■ Testo fornito

.....

Questo significa che le forze del centro sinistra insistono nel solco
fissato da Maastricht in continuità con le direttive degli organismi
internazionali come il Fondo monetario e la Banca mondiale. Tutto ciò
dovrebbe essere sufficiente per dire che la linea proposta dall’ultimo
congresso è naufragata.
Altri compagni della maggioranza hanno sostenuto che i movimenti hanno
spostato a sinistra l’asse dell’Unione. Evidentemente si
vedono due realtà diverse: le mobilitazione degli ultimi mesi
ci dimostrano ben altro. Il caso Bologna e Val di Susa, parlano da sé.
Per non parlare poi delle lotte che hanno investito il paese in questi
ultimi mesi: dalle mobilitazioni contro la Bolkestein, alla risposta
data alle grandi manifestazioni studentesche contro la riforma Zecchino-Moratti,
dai movimenti di lotta per la casa, alle mobilitazioni dei metalmeccanici
del 2 dicembre e dei migranti il 3 dicembre. Questi conflitti sociali,
non solo non sono riusciti a spostare a sinistra l’asse dell’Ulivo
ma in molti casi hanno confermato la scelta di classe delle forze del
centro sinistra contro i movimenti.

.....

■ Dati
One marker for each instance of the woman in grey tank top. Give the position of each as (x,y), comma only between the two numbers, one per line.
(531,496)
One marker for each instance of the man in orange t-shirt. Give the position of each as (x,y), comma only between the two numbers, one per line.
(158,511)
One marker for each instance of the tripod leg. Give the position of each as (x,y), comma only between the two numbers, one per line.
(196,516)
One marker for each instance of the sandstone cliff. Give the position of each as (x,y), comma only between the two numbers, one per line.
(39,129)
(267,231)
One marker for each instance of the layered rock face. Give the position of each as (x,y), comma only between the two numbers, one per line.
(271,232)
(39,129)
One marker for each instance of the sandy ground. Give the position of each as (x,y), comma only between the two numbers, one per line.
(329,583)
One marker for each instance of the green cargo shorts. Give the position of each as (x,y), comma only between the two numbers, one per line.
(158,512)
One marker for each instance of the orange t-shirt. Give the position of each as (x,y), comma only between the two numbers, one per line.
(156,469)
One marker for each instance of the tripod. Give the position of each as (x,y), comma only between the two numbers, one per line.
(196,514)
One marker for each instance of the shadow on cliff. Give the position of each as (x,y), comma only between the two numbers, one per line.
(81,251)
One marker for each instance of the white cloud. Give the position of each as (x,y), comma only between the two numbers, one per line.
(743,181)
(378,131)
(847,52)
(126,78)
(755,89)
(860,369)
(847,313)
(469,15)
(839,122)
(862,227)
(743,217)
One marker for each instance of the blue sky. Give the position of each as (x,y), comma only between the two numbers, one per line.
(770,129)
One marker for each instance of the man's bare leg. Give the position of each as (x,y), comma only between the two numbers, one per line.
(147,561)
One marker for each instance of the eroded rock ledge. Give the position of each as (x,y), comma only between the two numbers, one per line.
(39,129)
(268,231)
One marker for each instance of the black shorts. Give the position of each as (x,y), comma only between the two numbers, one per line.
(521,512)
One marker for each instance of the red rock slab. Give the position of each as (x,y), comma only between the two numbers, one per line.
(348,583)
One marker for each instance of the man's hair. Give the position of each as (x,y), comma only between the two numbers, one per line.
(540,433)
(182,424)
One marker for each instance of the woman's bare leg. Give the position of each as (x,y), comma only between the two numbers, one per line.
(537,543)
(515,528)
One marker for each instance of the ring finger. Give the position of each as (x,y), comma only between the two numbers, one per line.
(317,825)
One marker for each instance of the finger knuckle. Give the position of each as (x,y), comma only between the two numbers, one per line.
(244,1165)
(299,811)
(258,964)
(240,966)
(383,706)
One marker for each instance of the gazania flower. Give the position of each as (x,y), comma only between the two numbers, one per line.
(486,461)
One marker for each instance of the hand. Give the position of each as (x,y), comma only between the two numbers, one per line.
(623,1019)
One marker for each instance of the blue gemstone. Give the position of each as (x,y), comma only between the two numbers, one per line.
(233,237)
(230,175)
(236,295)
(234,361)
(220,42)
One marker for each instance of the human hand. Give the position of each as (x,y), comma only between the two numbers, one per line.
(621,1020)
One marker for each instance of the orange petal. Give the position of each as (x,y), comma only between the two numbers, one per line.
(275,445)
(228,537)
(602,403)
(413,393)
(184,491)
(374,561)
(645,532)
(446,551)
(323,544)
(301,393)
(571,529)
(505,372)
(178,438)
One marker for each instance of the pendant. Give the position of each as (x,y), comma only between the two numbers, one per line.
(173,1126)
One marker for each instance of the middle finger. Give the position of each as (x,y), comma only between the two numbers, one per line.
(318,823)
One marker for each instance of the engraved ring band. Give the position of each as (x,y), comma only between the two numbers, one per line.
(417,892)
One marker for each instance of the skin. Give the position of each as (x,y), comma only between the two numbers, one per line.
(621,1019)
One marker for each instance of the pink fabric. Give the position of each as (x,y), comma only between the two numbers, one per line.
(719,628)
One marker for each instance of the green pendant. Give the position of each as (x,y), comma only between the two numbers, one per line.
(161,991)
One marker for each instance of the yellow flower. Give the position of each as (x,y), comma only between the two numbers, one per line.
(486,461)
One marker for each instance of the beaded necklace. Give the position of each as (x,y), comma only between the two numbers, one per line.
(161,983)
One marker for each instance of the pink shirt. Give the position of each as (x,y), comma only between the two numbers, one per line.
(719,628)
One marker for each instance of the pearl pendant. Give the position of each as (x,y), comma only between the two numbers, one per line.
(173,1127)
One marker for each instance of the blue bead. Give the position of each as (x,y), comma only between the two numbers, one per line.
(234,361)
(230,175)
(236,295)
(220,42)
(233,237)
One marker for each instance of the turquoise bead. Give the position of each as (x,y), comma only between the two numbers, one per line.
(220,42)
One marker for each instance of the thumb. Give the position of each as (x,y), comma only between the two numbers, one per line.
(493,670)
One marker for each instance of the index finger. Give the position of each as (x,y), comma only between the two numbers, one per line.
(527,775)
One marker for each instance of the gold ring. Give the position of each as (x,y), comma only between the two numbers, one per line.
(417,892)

.....

■ Istruzioni
A. Rispondi a queste domande sul testo relativo alle forze del centro sinistra:
(i) Quali organismi internazionali vengono nominati accanto a Maastricht?
(ii) Quali due casi, secondo il testo, parlano da sé?
(iii) In che giorno si sono mobilitati i migranti?
B. Prosegui il testo sulle forze del centro sinistra, riprendendo dopo la sua ultima frase.
I record sono materiale a sé, distinto dal testo.

■ Risposte
A.
(i) Il Fondo monetario e la Banca mondiale.
(ii) Bologna e la Val di Susa.
(iii) Il 3 dicembre.

B.
Ma la nostra critica non è solo di merito, ma anche di metodo.
E’ necessario, a questo punto, chiarire un elemento importante:
le lotte sociali non sono la sommatoria delle organizzazioni che le
sostengono, ma esprimono delle istanze completamente autonome, che non
possono essere imbrigliate in una dinamica esclusivamente politica.
Per questo motivo consideriamo un grave errore politico portare i gruppi
dirigenti (delle organizzazioni o parte di esse) nei tavoli programmatici
dell’Unione in quanto si rischia di snaturare la dinamica sociale
delle lotte stesse.
Altra questione: sulla Valle del Sacco, grazie alla determinazione di
alcuni compagni, in particolar modo del circolo di Colleferro (con la
maggioranza del partito che frenava) si è riusciti a costruire
una lotta che ha aperto una dinamica di movimento contro le politiche
di disastro ambientale perpetrate dalla giunta di centro destra.
Infine, per quel che riguarda la sinistra di alternativa, non capiamo
la discriminante tra chi aderisce al partito e chi invece alla sinistra
europea. O meglio, vorrei che qualcuno mi spiegasse perché, chi
si iscrive alla sinistra europea non potrebbe iscriversi a Rifondazione
comunista.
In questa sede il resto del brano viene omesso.